■ AUSZUG:
+===+

Zwischen Hype und Plagiatsvorwürfen – Palworld in der Bestandsaufnahme

Palworld macht derzeit von sich reden. Das Survival-Game wurde lange als “Pokémon with Guns” betitelt. Beim Spielen fällt auf: Es ist weit mehr als das. Auch deswegen spielen Millionen Menschen gerade mit den Pals, bauen Industrieanlagen, craften, schaffen Automatismen und schalten neue Technologien frei. Klingt wenig nach Pokémon und doch ist die Debatte um Ähnlichkeiten so groß wie nie. Denn sehr offensichtlich bedient sich Pocketpair Inc. nicht nur gewisser Inspiration, sondern hat sich manche Assets mehr oder weniger direkt „ausgeliehen”. Es steht der Verdacht des Plagiats durch die Nutzung von AI im Raum. Herbeigeredet? Berechtigt? Konsequenzlos? Ich versuche einzuordnen, worum es in der Diskussion geht.

Was ist Palworld eigentlich?

“Pal was?”. Das Spielprinzip von Palworld ist tatsächlich gar nicht so einfach herunterzubrechen. Man kann umherlaufende Monster fangen, andere wiederum bekämpfen. So weit, so Pokémon. Allerdings kann man auch die Fähigkeiten der Wesen nutzen, um Ressourcen abzubauen, zu transportieren, Nahrung zu produzieren, zu bauen oder zu verarbeiten. Dadurch lassen sich ganze Landwirtschaftsanlagen hochziehen, in denen die Pals arbeiten. Ein Survival-Pokémon mit Lebenssimulation, Strategieelementen und Waffen. Oder so ähnlich. Die anfängliche Fülle an Möglichkeiten hat mich leicht überfordert, doch nach ca. 20-30 Minuten entwickelte sich die Anspielsession zu einem Loop aus Aktivitäten und Abhängigkeiten, die mich zudem clever motivieren.

Gotta catch ‚em all?

Kurzum: Palworld machte mir nach anfänglicher Skepsis richtig Spaß. Doch schon sehr schnell erblickte ich manche…Merkwürdigkeit. Der Startbildschirm zeigt mir auf der rechten Seite ein Pflanzen-Donphan, welches zu offensichtlich abgekupfert aussieht. Auch die ersten Schritte im Spiel wurden von einer Einblendung verziert, die stark dem Breath of the Wild UI/UX-Design ähnelte. Aber die Vorwürfe gehen aktuell weit über erste Eindrücke meinerseits hinaus. Wie also jetzt damit umgehen, dass das Team dahinter möglicherweise Designs der originalen Pokémon geklaut hat? Schauen wir uns vielleicht erst einmal an, wer hinter dem Spiel steckt. 

Wer steckt hinter dem Projekt?

+===+

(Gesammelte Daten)
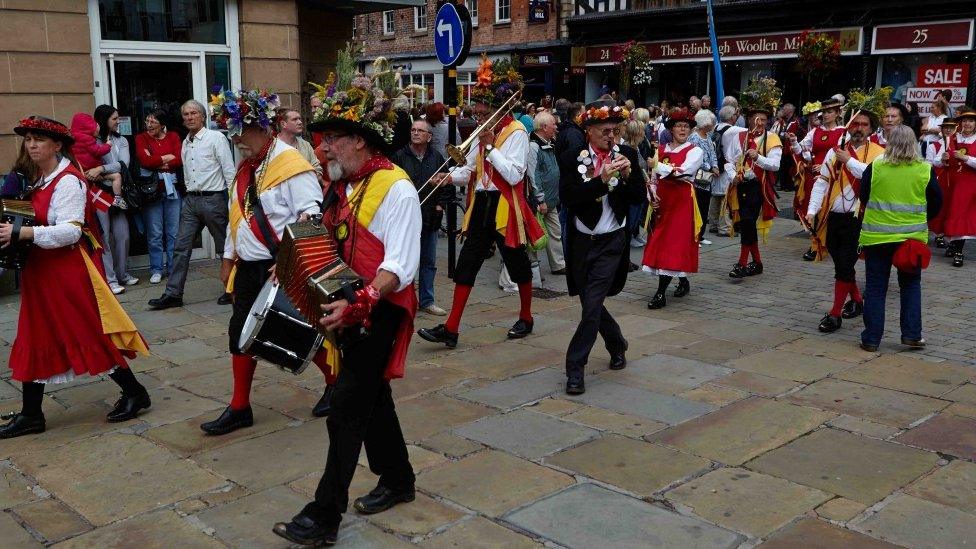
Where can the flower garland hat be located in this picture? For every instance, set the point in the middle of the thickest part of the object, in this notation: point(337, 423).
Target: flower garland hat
point(602, 111)
point(234, 111)
point(45, 126)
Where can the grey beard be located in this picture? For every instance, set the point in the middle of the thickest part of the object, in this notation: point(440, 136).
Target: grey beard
point(335, 170)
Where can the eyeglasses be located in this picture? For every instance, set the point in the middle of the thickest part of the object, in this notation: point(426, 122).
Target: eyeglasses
point(332, 138)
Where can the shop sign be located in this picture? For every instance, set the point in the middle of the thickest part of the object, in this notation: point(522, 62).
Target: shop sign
point(923, 37)
point(774, 45)
point(536, 60)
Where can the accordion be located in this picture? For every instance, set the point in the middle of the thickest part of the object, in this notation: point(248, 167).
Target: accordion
point(19, 213)
point(311, 272)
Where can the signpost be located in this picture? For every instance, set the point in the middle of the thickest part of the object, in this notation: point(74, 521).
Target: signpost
point(452, 41)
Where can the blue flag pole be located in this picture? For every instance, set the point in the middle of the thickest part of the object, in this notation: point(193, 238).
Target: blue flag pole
point(716, 58)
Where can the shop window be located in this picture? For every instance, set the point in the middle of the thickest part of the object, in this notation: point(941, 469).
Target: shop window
point(194, 21)
point(503, 11)
point(420, 18)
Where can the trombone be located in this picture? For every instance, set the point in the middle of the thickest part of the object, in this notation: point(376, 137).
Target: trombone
point(459, 153)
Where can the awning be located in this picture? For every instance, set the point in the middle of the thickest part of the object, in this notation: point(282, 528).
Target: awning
point(354, 7)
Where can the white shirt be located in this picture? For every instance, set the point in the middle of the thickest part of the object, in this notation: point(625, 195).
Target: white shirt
point(397, 224)
point(282, 205)
point(608, 222)
point(207, 162)
point(845, 201)
point(66, 214)
point(509, 161)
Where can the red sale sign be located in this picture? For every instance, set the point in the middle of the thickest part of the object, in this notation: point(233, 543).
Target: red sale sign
point(943, 76)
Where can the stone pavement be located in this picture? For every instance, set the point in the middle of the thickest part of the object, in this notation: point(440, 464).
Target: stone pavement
point(735, 424)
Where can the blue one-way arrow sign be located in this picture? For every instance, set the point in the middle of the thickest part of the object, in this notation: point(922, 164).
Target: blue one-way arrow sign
point(451, 35)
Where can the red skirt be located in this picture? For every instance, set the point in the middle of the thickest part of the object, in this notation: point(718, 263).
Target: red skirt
point(673, 246)
point(59, 329)
point(960, 208)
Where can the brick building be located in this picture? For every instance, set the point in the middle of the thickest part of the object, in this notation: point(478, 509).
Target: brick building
point(533, 30)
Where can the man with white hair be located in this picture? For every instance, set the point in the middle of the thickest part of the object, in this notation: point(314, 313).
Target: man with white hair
point(208, 170)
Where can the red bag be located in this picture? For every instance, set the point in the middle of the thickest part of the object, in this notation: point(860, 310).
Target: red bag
point(912, 256)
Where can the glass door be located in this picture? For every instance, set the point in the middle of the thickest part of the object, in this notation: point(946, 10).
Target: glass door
point(138, 85)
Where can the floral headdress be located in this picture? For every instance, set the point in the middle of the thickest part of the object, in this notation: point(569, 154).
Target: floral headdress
point(761, 95)
point(497, 81)
point(234, 110)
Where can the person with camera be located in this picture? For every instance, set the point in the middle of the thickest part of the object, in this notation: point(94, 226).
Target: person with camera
point(158, 151)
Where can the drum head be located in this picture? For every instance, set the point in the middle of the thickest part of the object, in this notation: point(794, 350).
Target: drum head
point(255, 318)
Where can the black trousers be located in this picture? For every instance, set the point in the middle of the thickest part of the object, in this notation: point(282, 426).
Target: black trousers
point(750, 208)
point(477, 244)
point(250, 278)
point(843, 230)
point(594, 261)
point(363, 414)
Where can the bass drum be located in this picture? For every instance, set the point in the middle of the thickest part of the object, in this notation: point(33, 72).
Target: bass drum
point(275, 331)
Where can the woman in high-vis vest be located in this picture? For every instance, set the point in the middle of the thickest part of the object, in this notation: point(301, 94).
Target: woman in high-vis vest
point(900, 194)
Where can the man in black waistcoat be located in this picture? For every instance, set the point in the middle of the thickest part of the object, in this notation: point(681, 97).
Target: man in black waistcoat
point(607, 182)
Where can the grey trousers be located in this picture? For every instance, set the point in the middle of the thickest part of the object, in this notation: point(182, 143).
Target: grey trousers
point(197, 212)
point(115, 244)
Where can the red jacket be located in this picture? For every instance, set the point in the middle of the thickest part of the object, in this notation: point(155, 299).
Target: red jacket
point(85, 149)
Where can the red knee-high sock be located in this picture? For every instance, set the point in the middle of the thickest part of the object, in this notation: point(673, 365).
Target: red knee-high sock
point(840, 295)
point(461, 293)
point(525, 298)
point(754, 249)
point(243, 376)
point(744, 253)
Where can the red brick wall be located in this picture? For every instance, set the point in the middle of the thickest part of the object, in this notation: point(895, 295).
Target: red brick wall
point(487, 33)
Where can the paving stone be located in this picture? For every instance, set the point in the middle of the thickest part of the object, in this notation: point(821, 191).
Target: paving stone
point(14, 536)
point(788, 365)
point(756, 384)
point(492, 482)
point(52, 519)
point(428, 415)
point(417, 518)
point(714, 394)
point(247, 522)
point(953, 485)
point(746, 501)
point(948, 434)
point(636, 466)
point(148, 477)
point(519, 390)
point(743, 430)
point(479, 533)
point(667, 374)
point(185, 437)
point(909, 374)
point(914, 522)
point(840, 509)
point(297, 451)
point(590, 516)
point(811, 533)
point(639, 402)
point(858, 468)
point(14, 488)
point(863, 427)
point(526, 434)
point(623, 424)
point(881, 405)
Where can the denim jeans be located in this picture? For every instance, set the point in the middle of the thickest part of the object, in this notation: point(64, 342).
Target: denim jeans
point(428, 266)
point(162, 218)
point(877, 269)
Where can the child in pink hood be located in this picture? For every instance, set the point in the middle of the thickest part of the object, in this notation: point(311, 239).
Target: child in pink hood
point(89, 152)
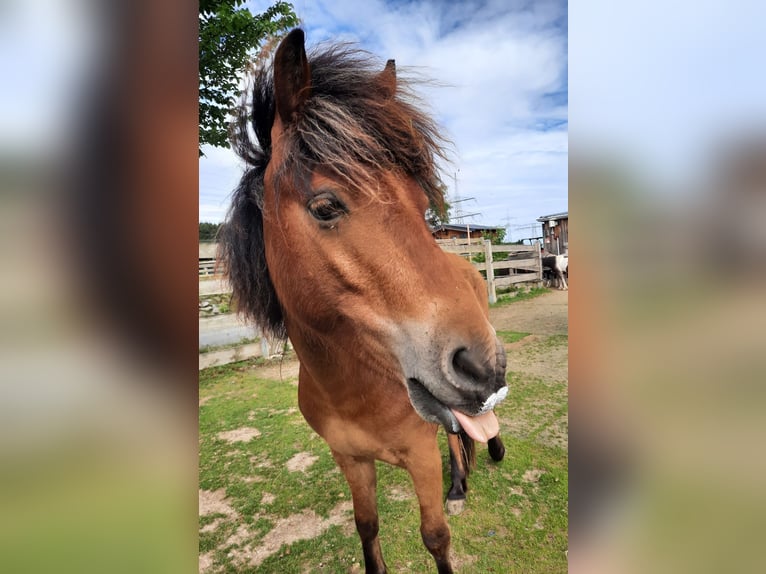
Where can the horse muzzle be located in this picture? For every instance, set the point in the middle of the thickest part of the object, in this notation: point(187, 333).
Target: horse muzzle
point(458, 389)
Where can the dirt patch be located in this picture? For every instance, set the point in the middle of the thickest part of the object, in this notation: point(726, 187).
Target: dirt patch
point(399, 494)
point(302, 526)
point(214, 502)
point(285, 370)
point(244, 434)
point(301, 462)
point(532, 475)
point(461, 561)
point(543, 315)
point(541, 356)
point(268, 498)
point(205, 561)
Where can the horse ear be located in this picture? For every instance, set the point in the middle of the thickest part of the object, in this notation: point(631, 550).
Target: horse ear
point(292, 76)
point(387, 79)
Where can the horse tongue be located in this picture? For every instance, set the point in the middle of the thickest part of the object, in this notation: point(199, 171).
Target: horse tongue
point(481, 428)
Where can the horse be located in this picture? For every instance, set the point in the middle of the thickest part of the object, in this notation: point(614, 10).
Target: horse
point(326, 243)
point(559, 265)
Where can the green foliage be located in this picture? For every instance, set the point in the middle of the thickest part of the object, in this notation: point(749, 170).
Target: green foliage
point(208, 231)
point(438, 215)
point(496, 238)
point(228, 38)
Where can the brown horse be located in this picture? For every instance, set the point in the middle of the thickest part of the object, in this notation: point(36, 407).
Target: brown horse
point(326, 243)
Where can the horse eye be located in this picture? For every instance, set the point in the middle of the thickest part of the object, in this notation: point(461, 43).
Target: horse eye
point(326, 208)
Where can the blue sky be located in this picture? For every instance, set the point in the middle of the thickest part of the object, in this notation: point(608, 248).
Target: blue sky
point(502, 97)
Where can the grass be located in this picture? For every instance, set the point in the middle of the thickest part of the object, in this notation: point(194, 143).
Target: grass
point(514, 295)
point(516, 515)
point(210, 348)
point(511, 336)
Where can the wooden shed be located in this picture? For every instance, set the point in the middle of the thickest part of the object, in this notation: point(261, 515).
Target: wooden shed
point(555, 232)
point(462, 230)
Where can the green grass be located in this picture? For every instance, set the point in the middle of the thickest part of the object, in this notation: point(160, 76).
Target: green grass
point(511, 336)
point(520, 295)
point(210, 348)
point(511, 524)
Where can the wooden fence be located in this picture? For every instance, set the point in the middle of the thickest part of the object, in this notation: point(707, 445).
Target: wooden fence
point(503, 266)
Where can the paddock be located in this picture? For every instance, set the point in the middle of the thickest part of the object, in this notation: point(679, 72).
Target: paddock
point(281, 506)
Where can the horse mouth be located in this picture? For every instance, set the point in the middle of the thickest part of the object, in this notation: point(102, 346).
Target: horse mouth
point(480, 426)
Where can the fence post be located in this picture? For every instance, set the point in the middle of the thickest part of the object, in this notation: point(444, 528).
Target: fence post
point(539, 267)
point(491, 293)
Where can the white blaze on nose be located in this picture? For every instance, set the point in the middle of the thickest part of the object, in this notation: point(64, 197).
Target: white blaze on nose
point(493, 399)
point(481, 427)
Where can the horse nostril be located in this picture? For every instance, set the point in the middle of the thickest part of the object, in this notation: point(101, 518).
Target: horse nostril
point(468, 366)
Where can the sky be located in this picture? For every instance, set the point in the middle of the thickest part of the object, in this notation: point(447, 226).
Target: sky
point(500, 93)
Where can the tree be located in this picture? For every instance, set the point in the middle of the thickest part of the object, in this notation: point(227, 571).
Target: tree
point(208, 231)
point(438, 215)
point(228, 38)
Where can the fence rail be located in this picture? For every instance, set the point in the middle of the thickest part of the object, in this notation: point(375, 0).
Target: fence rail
point(503, 266)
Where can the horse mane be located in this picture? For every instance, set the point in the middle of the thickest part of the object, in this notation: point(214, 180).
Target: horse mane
point(351, 127)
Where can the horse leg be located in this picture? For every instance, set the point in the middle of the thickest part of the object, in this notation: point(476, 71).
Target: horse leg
point(361, 477)
point(425, 469)
point(496, 448)
point(456, 494)
point(462, 456)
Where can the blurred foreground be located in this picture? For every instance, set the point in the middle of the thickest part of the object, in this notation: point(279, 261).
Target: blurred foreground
point(98, 239)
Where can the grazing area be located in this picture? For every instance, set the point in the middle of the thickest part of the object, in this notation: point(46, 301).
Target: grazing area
point(273, 500)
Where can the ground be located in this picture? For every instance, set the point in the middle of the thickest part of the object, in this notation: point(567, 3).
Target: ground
point(261, 469)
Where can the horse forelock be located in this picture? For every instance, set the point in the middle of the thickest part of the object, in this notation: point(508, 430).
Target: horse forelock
point(353, 128)
point(350, 127)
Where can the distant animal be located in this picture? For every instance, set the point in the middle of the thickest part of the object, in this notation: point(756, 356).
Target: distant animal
point(393, 341)
point(558, 266)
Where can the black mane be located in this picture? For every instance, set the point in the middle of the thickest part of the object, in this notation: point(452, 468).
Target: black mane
point(351, 127)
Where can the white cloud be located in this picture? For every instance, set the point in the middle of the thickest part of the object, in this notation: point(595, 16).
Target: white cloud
point(495, 61)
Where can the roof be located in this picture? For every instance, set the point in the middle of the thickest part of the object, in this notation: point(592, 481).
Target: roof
point(554, 217)
point(462, 226)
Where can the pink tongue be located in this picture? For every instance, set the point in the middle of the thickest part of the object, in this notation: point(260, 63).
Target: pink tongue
point(481, 428)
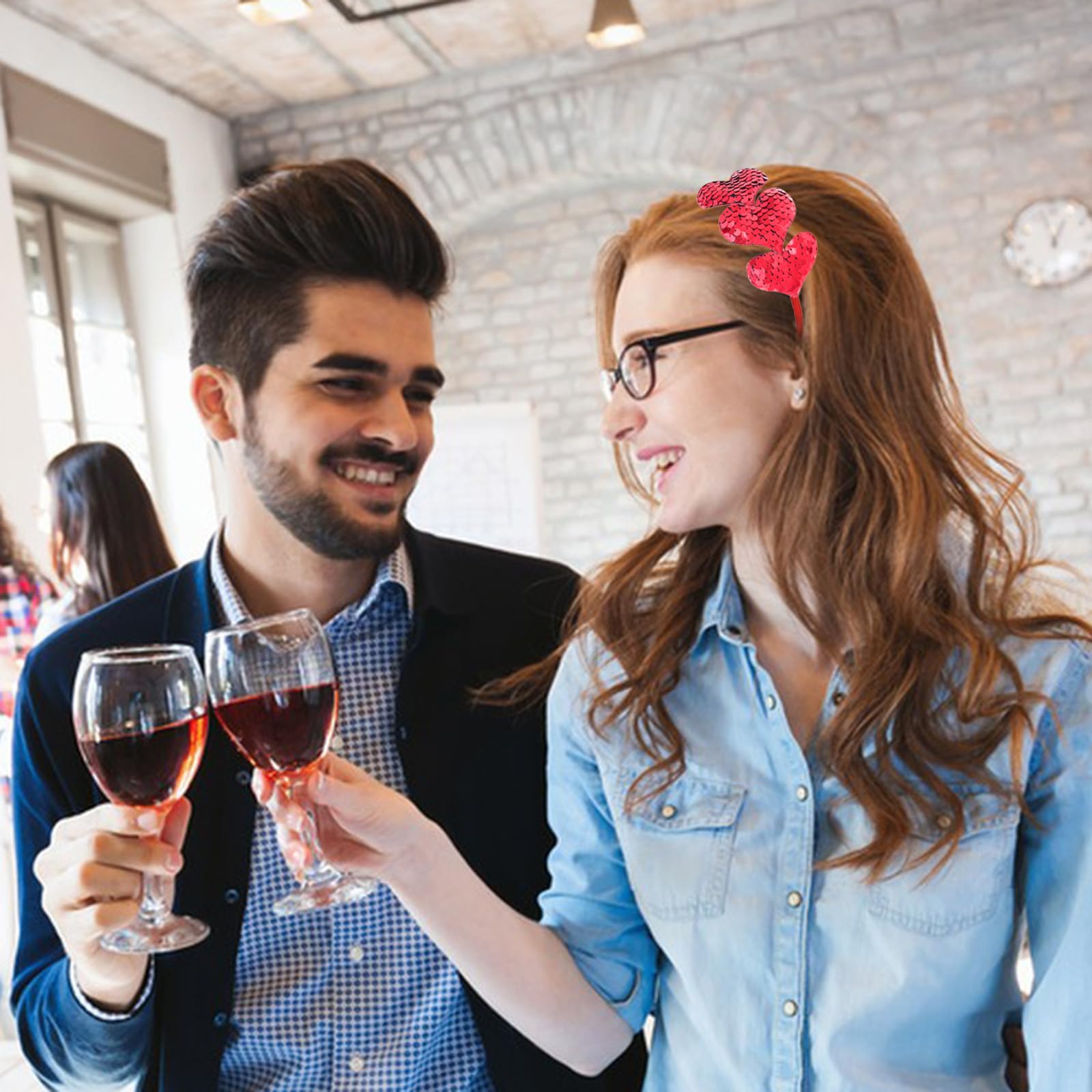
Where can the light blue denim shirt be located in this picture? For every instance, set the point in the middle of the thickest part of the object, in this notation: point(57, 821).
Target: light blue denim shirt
point(704, 906)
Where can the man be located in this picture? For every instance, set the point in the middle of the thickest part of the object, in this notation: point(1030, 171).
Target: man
point(313, 371)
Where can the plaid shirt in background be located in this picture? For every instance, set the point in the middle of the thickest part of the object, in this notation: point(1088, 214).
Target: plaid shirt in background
point(22, 595)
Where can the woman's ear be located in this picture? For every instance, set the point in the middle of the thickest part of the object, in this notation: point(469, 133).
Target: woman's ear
point(218, 401)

+===+

■ DIE AUFGABEN:
(1) Schreiben Sie die Zeilen der Datensätze als Markdown-Tabelle mit den Spalten „Nr.“ für eine fortlaufende Nummer und „Zeile“ um, und zwar ab der Zeile mit „Where can the red skirt“ bis einschließlich der Zeile mit „point(912, 256)“. Lassen Sie Leerzeilen weg.
(2) Setzen Sie den Text über Palworld im Anschluss an seinen letzten Satz fort.
Der Text über Palworld und die Datensätze haben nichts miteinander zu tun.

■ SCHRIFTLICHE ANTWORTEN:
(1)
| Nr. | Zeile |
|---|---|
| 1 | Where can the red skirt be located in this picture? For every instance, set the point in the middle of the thickest part of the object, in this notation: point(718, 263). |
| 2 | Target: red skirt |
| 3 | point(673, 246) |
| 4 | point(59, 329) |
| 5 | point(960, 208) |
| 6 | Where can the brick building be located in this picture? For every instance, set the point in the middle of the thickest part of the object, in this notation: point(478, 509). |
| 7 | Target: brick building |
| 8 | point(533, 30) |
| 9 | Where can the man with white hair be located in this picture? For every instance, set the point in the middle of the thickest part of the object, in this notation: point(314, 313). |
| 10 | Target: man with white hair |
| 11 | point(208, 170) |
| 12 | Where can the red bag be located in this picture? For every instance, set the point in the middle of the thickest part of the object, in this notation: point(860, 310). |
| 13 | Target: red bag |
| 14 | point(912, 256) |

(2)
Pocketpair Inc. ,mit Sitz in Japan, wird angeführt von CEO Takuro Mizobe. Der hat auch eine kleine Nintendo-Vergangenheit. Denn zwischen 2010 und 2012 nahm er am Nintendo Game Seminar teil und entwickelte dort DS-Spiele. Diese Eventreihe brachte viele kleinere Titel hervor, die dann bei DS Download Play heruntergeladen und gespielt werden konnten. Nach einem Ausflug, u.a. bei JP Morgan, brachte er bei ResuPress das erste eigene Spiel raus, wechselte dann nach zwei Jahren aber die Branche. Er war Mitgründer von Coincheck, einem japanischen Bitcoin Wallet Plattform, auf der man auch Bitcoin kaufen und verkaufen kann. Nach nur einem Jahr war Schluss und er gründete Pocketpair Inc. Der etwas untypische Lebenslauf enthält bei näherer Betrachtung noch eine weitere Begeisterung: Künstliche Intelligenz.

Auf Twitter betonte Mizobe immer wieder die Möglichkeiten von Künstlicher Intelligenz, insbesondere in Bezug auf die Spieleentwicklung. Nein, nicht nur das. Mit AI: Art Imposter gibt es von Pocketpair ein ganzes Spiel, welches sich um die Erstellung von Kunstwerken durch AI dreht. Der Titel ist derzeit im Early Access. Wie auch Palworld. Wie auch Craftopia. Drei, der insgesamt vier Spiele des Studios, sind aktuell im EA-Programm. Craftopia duselt dabei schon fast dreieinhalb Jahre als Early-Access-Game umher. Wie machen die das denn bitte? Laut LinkedIn beläuft sich die Zahl der Mitarbeitenden auf 11-50 Leute. Eine große Spannbreite. Doch genaue Angaben lassen sich nicht finden. Dass sich die Zahl der Mitarbeiter*innen, auf das einzelne Spiel heruntergebrochen, aber in Grenzen hält, wirkt schon fast logisch. Oder gab es Hilfe? 

Mizobe feiert nicht nur künstliche Intelligenz, er denkt auch über das Aushebeln von Copyrights mittels AI nach.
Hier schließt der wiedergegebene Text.